Instruction
Gather every line in the rows below that contains the string "iron", and list each one. Case counts.

Image annotation data:

= = = = =

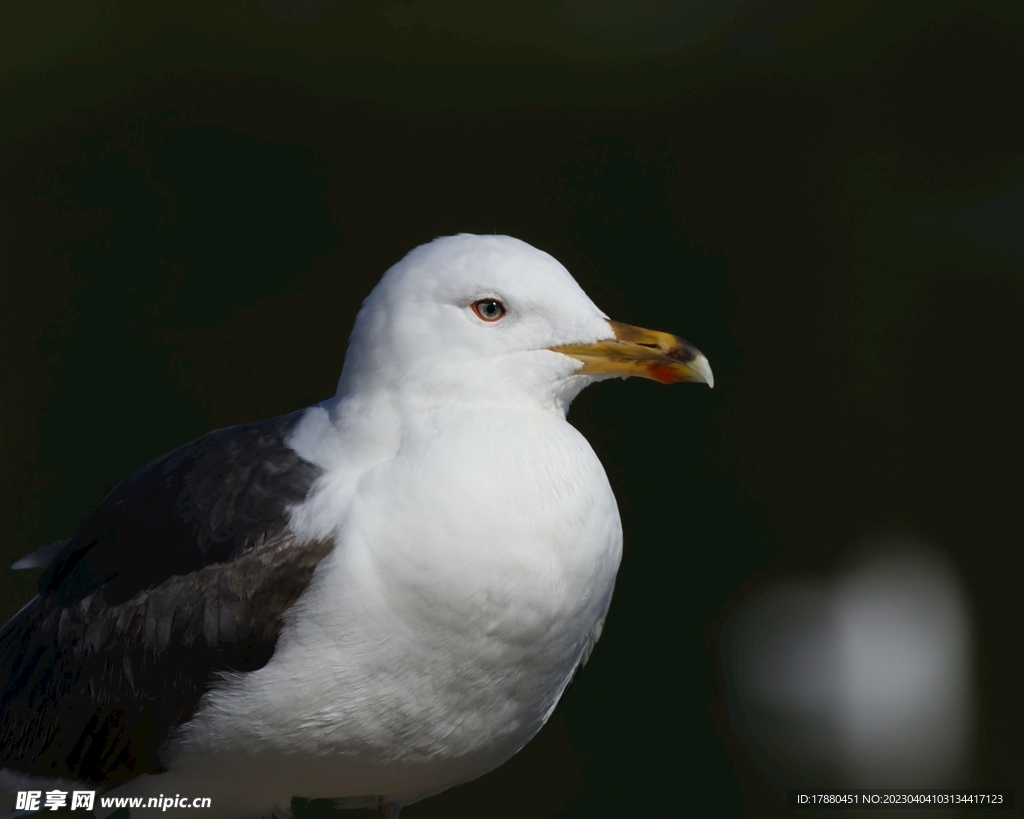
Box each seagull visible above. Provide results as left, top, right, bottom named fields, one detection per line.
left=0, top=234, right=713, bottom=819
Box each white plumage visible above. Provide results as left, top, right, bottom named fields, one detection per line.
left=2, top=235, right=711, bottom=817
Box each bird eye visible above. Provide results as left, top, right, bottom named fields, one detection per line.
left=473, top=299, right=508, bottom=321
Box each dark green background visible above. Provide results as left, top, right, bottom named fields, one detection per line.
left=0, top=0, right=1024, bottom=819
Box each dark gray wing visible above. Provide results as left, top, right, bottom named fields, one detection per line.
left=0, top=414, right=332, bottom=785
left=11, top=537, right=71, bottom=571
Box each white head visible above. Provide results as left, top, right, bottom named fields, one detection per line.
left=338, top=233, right=711, bottom=413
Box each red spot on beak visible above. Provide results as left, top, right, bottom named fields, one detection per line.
left=647, top=361, right=676, bottom=384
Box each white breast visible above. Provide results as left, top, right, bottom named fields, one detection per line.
left=163, top=407, right=622, bottom=798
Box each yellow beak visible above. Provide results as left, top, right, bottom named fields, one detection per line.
left=550, top=321, right=715, bottom=387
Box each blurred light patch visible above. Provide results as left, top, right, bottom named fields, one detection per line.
left=723, top=537, right=976, bottom=788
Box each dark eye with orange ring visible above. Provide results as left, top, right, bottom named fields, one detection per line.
left=473, top=299, right=508, bottom=321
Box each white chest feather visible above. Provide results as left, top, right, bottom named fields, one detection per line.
left=165, top=410, right=622, bottom=796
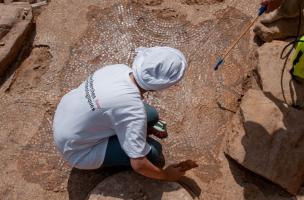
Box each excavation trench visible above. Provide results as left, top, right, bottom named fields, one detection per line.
left=1, top=1, right=253, bottom=199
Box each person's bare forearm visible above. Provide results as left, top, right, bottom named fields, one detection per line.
left=261, top=0, right=285, bottom=12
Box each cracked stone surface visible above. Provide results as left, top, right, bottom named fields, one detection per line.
left=0, top=2, right=32, bottom=76
left=0, top=0, right=302, bottom=200
left=88, top=172, right=193, bottom=200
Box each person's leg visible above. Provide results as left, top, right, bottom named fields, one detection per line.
left=144, top=103, right=159, bottom=127
left=102, top=135, right=131, bottom=167
left=102, top=136, right=165, bottom=167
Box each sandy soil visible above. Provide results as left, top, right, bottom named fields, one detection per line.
left=0, top=0, right=302, bottom=200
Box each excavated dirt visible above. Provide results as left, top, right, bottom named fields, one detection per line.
left=0, top=0, right=302, bottom=200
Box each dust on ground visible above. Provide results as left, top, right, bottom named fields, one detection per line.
left=0, top=0, right=296, bottom=200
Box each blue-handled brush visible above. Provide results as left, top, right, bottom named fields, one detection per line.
left=213, top=6, right=267, bottom=70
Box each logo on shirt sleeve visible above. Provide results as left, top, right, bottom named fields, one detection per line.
left=84, top=74, right=101, bottom=111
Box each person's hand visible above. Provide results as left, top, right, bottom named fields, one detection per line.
left=261, top=0, right=285, bottom=12
left=164, top=164, right=185, bottom=181
left=178, top=160, right=198, bottom=172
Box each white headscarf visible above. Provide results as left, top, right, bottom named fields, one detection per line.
left=132, top=47, right=187, bottom=90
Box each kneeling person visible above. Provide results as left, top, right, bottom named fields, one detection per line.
left=53, top=47, right=196, bottom=181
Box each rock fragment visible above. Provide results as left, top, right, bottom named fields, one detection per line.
left=258, top=41, right=304, bottom=108
left=225, top=90, right=304, bottom=194
left=0, top=2, right=32, bottom=75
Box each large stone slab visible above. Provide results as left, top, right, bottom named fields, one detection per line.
left=225, top=90, right=304, bottom=194
left=0, top=2, right=32, bottom=75
left=258, top=41, right=304, bottom=108
left=88, top=172, right=193, bottom=200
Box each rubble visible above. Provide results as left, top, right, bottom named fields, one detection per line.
left=0, top=2, right=33, bottom=75
left=225, top=89, right=304, bottom=194
left=257, top=41, right=304, bottom=108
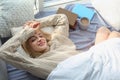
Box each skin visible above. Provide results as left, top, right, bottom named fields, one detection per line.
left=24, top=21, right=48, bottom=52
left=28, top=31, right=48, bottom=52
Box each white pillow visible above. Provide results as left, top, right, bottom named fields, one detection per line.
left=0, top=0, right=34, bottom=37
left=91, top=0, right=120, bottom=30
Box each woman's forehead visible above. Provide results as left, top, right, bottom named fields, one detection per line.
left=35, top=30, right=43, bottom=35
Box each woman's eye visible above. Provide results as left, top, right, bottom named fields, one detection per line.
left=31, top=38, right=36, bottom=42
left=39, top=36, right=43, bottom=37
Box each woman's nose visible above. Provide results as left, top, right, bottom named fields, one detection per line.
left=38, top=37, right=41, bottom=41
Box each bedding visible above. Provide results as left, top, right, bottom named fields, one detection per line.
left=0, top=3, right=115, bottom=80
left=47, top=38, right=120, bottom=80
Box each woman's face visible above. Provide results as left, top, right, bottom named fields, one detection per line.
left=28, top=31, right=48, bottom=52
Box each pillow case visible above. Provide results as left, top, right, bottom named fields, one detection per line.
left=0, top=0, right=34, bottom=37
left=91, top=0, right=120, bottom=30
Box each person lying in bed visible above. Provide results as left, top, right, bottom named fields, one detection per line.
left=0, top=14, right=80, bottom=79
left=47, top=27, right=120, bottom=80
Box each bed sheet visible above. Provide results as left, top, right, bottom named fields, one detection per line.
left=7, top=3, right=112, bottom=80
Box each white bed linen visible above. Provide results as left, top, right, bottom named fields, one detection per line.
left=47, top=38, right=120, bottom=80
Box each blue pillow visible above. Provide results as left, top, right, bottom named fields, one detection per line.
left=7, top=64, right=44, bottom=80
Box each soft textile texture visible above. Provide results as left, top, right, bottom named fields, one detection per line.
left=47, top=38, right=120, bottom=80
left=0, top=14, right=78, bottom=79
left=0, top=0, right=34, bottom=37
left=0, top=59, right=8, bottom=80
left=91, top=0, right=120, bottom=30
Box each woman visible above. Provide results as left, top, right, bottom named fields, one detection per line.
left=47, top=27, right=120, bottom=80
left=0, top=14, right=79, bottom=79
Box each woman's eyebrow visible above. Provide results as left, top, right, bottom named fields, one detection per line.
left=29, top=36, right=35, bottom=39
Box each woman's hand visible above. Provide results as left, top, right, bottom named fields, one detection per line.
left=24, top=21, right=40, bottom=29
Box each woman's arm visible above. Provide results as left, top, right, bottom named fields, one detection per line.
left=38, top=14, right=69, bottom=37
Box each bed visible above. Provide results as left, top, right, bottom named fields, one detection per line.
left=2, top=0, right=119, bottom=80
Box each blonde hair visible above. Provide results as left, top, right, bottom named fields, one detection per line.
left=22, top=30, right=51, bottom=58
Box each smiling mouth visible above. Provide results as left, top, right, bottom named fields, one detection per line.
left=38, top=42, right=45, bottom=46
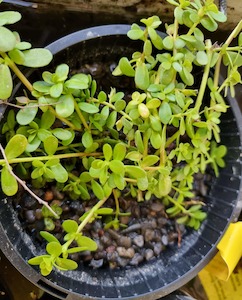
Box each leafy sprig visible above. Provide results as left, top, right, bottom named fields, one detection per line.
left=0, top=0, right=242, bottom=275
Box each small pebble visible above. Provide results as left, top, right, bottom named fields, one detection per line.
left=117, top=236, right=132, bottom=248
left=133, top=235, right=145, bottom=248
left=153, top=243, right=163, bottom=255
left=129, top=253, right=144, bottom=266
left=117, top=247, right=135, bottom=258
left=25, top=210, right=35, bottom=223
left=161, top=235, right=169, bottom=246
left=89, top=258, right=103, bottom=269
left=145, top=249, right=154, bottom=260
left=144, top=228, right=155, bottom=242
left=150, top=202, right=164, bottom=212
left=44, top=190, right=54, bottom=201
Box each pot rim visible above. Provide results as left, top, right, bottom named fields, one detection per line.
left=0, top=24, right=242, bottom=300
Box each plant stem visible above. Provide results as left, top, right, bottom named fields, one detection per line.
left=113, top=189, right=120, bottom=219
left=0, top=144, right=59, bottom=219
left=166, top=195, right=188, bottom=214
left=194, top=40, right=213, bottom=113
left=49, top=106, right=82, bottom=131
left=62, top=197, right=108, bottom=250
left=0, top=152, right=103, bottom=165
left=74, top=100, right=89, bottom=130
left=92, top=99, right=133, bottom=121
left=0, top=52, right=33, bottom=92
left=214, top=20, right=242, bottom=88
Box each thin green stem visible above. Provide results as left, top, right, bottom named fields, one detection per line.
left=62, top=197, right=108, bottom=252
left=194, top=40, right=213, bottom=113
left=74, top=101, right=89, bottom=130
left=113, top=189, right=120, bottom=219
left=0, top=144, right=59, bottom=219
left=0, top=52, right=33, bottom=92
left=166, top=195, right=188, bottom=214
left=213, top=20, right=242, bottom=88
left=49, top=106, right=82, bottom=131
left=165, top=130, right=181, bottom=148
left=0, top=152, right=103, bottom=165
left=92, top=99, right=133, bottom=121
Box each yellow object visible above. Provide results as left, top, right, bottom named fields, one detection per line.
left=199, top=222, right=242, bottom=300
left=202, top=222, right=242, bottom=280
left=199, top=268, right=242, bottom=300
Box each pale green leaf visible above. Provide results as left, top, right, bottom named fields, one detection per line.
left=23, top=48, right=52, bottom=68
left=0, top=64, right=13, bottom=100
left=1, top=166, right=18, bottom=196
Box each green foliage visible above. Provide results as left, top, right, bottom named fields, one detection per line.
left=0, top=0, right=242, bottom=275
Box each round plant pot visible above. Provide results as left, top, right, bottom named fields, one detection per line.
left=0, top=25, right=242, bottom=300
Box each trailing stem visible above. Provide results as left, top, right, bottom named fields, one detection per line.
left=0, top=144, right=59, bottom=219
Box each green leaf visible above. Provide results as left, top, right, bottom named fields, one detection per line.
left=118, top=57, right=135, bottom=77
left=159, top=101, right=172, bottom=124
left=40, top=231, right=59, bottom=243
left=16, top=103, right=38, bottom=125
left=52, top=128, right=72, bottom=141
left=201, top=16, right=218, bottom=32
left=1, top=166, right=18, bottom=196
left=5, top=134, right=28, bottom=160
left=55, top=64, right=69, bottom=82
left=134, top=63, right=150, bottom=91
left=114, top=99, right=126, bottom=111
left=0, top=11, right=21, bottom=26
left=44, top=135, right=58, bottom=155
left=143, top=40, right=152, bottom=56
left=196, top=51, right=208, bottom=66
left=135, top=130, right=144, bottom=153
left=56, top=257, right=78, bottom=270
left=8, top=48, right=24, bottom=65
left=78, top=102, right=99, bottom=114
left=97, top=91, right=108, bottom=102
left=159, top=174, right=172, bottom=196
left=51, top=163, right=68, bottom=183
left=82, top=130, right=93, bottom=148
left=127, top=24, right=144, bottom=40
left=103, top=144, right=113, bottom=161
left=110, top=173, right=126, bottom=191
left=28, top=254, right=49, bottom=264
left=163, top=36, right=174, bottom=50
left=150, top=130, right=162, bottom=149
left=15, top=42, right=32, bottom=50
left=109, top=160, right=124, bottom=175
left=113, top=143, right=126, bottom=161
left=0, top=64, right=13, bottom=100
left=0, top=27, right=17, bottom=52
left=125, top=151, right=143, bottom=161
left=76, top=235, right=97, bottom=251
left=91, top=180, right=105, bottom=200
left=46, top=242, right=62, bottom=257
left=49, top=82, right=63, bottom=98
left=106, top=111, right=117, bottom=129
left=141, top=155, right=160, bottom=168
left=62, top=220, right=78, bottom=233
left=179, top=68, right=194, bottom=86
left=40, top=110, right=55, bottom=129
left=55, top=94, right=75, bottom=118
left=23, top=48, right=53, bottom=68
left=125, top=166, right=146, bottom=179
left=137, top=177, right=149, bottom=191
left=97, top=207, right=113, bottom=215
left=65, top=74, right=89, bottom=90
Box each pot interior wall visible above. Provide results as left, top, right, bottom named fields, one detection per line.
left=0, top=27, right=242, bottom=300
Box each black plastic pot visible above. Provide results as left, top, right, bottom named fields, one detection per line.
left=0, top=25, right=242, bottom=300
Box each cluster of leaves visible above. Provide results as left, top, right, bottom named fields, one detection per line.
left=0, top=6, right=52, bottom=100
left=0, top=0, right=242, bottom=275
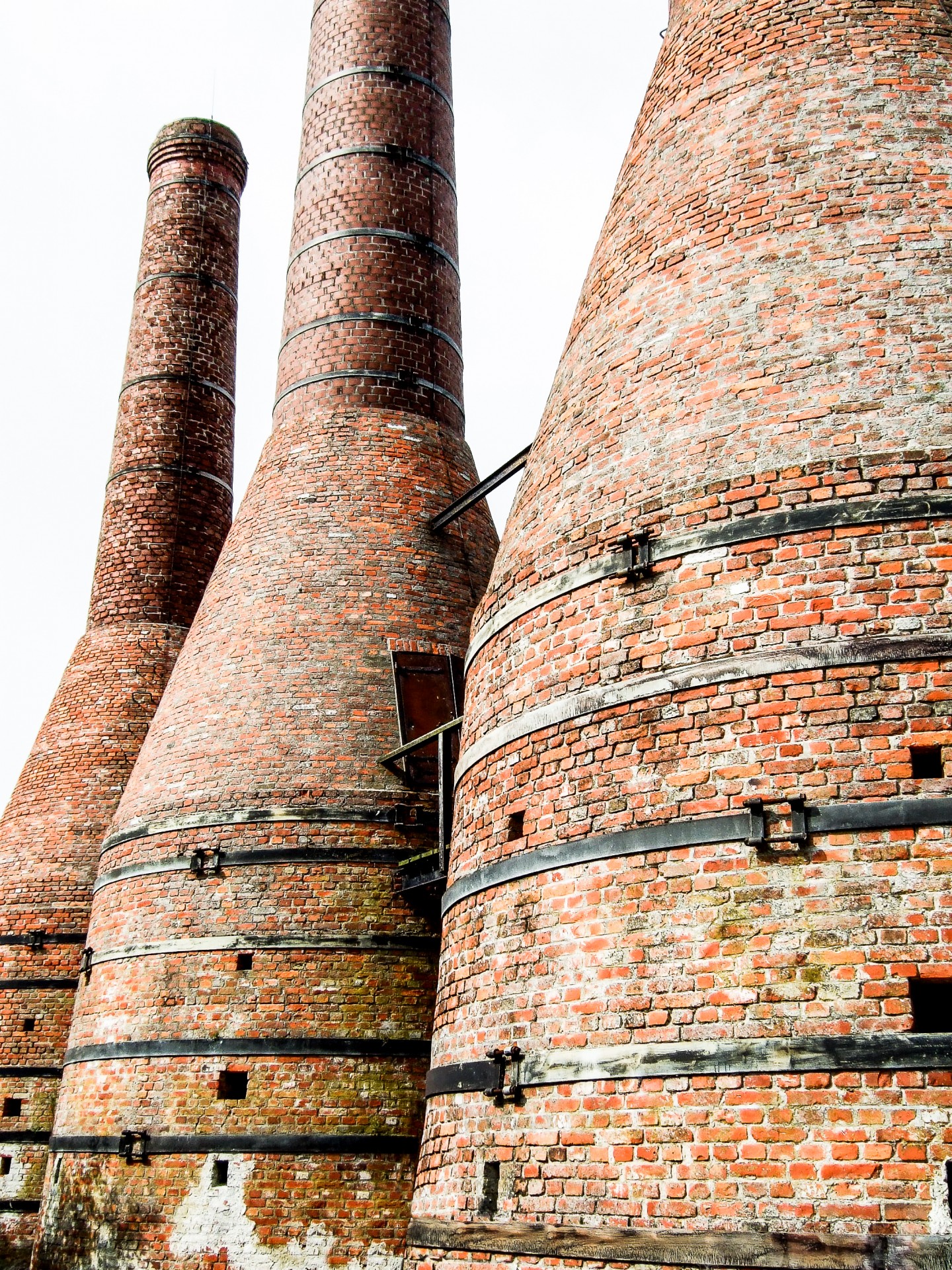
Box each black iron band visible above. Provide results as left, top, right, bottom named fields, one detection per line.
left=103, top=805, right=426, bottom=852
left=456, top=631, right=952, bottom=784
left=50, top=1133, right=420, bottom=1156
left=136, top=269, right=237, bottom=304
left=288, top=226, right=459, bottom=278
left=63, top=1037, right=430, bottom=1067
left=149, top=177, right=241, bottom=207
left=0, top=979, right=79, bottom=992
left=93, top=847, right=416, bottom=894
left=303, top=65, right=453, bottom=113
left=443, top=798, right=952, bottom=914
left=407, top=1219, right=952, bottom=1270
left=274, top=370, right=466, bottom=415
left=0, top=1067, right=62, bottom=1081
left=426, top=1033, right=952, bottom=1099
left=105, top=464, right=235, bottom=498
left=119, top=373, right=236, bottom=405
left=469, top=490, right=952, bottom=669
left=297, top=145, right=456, bottom=194
left=280, top=312, right=463, bottom=359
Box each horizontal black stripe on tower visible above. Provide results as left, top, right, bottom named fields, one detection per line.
left=105, top=464, right=235, bottom=498
left=0, top=1067, right=62, bottom=1081
left=93, top=847, right=406, bottom=894
left=63, top=1037, right=430, bottom=1067
left=0, top=931, right=87, bottom=947
left=100, top=804, right=436, bottom=855
left=274, top=370, right=466, bottom=415
left=149, top=177, right=241, bottom=207
left=0, top=979, right=79, bottom=992
left=50, top=1133, right=420, bottom=1156
left=426, top=1033, right=952, bottom=1099
left=443, top=798, right=952, bottom=914
left=303, top=62, right=453, bottom=112
left=463, top=490, right=952, bottom=669
left=406, top=1218, right=952, bottom=1270
left=456, top=631, right=952, bottom=784
left=297, top=145, right=456, bottom=193
left=119, top=371, right=237, bottom=405
left=90, top=933, right=439, bottom=969
left=288, top=225, right=459, bottom=277
left=280, top=311, right=463, bottom=359
left=136, top=269, right=237, bottom=304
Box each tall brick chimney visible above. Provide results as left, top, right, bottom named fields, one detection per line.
left=37, top=0, right=496, bottom=1270
left=409, top=0, right=952, bottom=1270
left=0, top=119, right=246, bottom=1266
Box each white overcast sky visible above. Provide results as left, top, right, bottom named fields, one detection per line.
left=0, top=0, right=668, bottom=805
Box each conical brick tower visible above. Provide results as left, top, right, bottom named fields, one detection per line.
left=0, top=119, right=246, bottom=1266
left=409, top=0, right=952, bottom=1267
left=36, top=0, right=496, bottom=1270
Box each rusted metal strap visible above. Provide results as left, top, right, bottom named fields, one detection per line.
left=443, top=798, right=952, bottom=914
left=303, top=62, right=453, bottom=112
left=50, top=1132, right=420, bottom=1162
left=406, top=1219, right=952, bottom=1270
left=456, top=632, right=952, bottom=784
left=426, top=1033, right=952, bottom=1099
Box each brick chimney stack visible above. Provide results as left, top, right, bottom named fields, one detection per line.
left=37, top=0, right=496, bottom=1270
left=0, top=119, right=246, bottom=1266
left=407, top=0, right=952, bottom=1270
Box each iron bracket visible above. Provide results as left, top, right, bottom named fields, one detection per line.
left=119, top=1129, right=149, bottom=1165
left=485, top=1045, right=526, bottom=1107
left=189, top=846, right=221, bottom=878
left=744, top=795, right=807, bottom=851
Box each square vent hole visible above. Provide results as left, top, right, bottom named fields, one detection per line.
left=909, top=979, right=952, bottom=1031
left=218, top=1072, right=247, bottom=1101
left=909, top=745, right=945, bottom=781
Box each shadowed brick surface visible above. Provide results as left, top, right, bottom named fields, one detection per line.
left=411, top=0, right=952, bottom=1266
left=37, top=0, right=496, bottom=1270
left=0, top=119, right=246, bottom=1265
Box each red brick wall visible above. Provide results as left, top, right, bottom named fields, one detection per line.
left=413, top=0, right=952, bottom=1265
left=38, top=0, right=496, bottom=1267
left=0, top=119, right=246, bottom=1263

= = = = =

Solution to this problem
Box each black iron band visible above. Provide results as left, top, right, bottom named fields, one detection per line.
Box each iron bracket visible above. Provide results as left, top, right, bottom named fields, one detection per line.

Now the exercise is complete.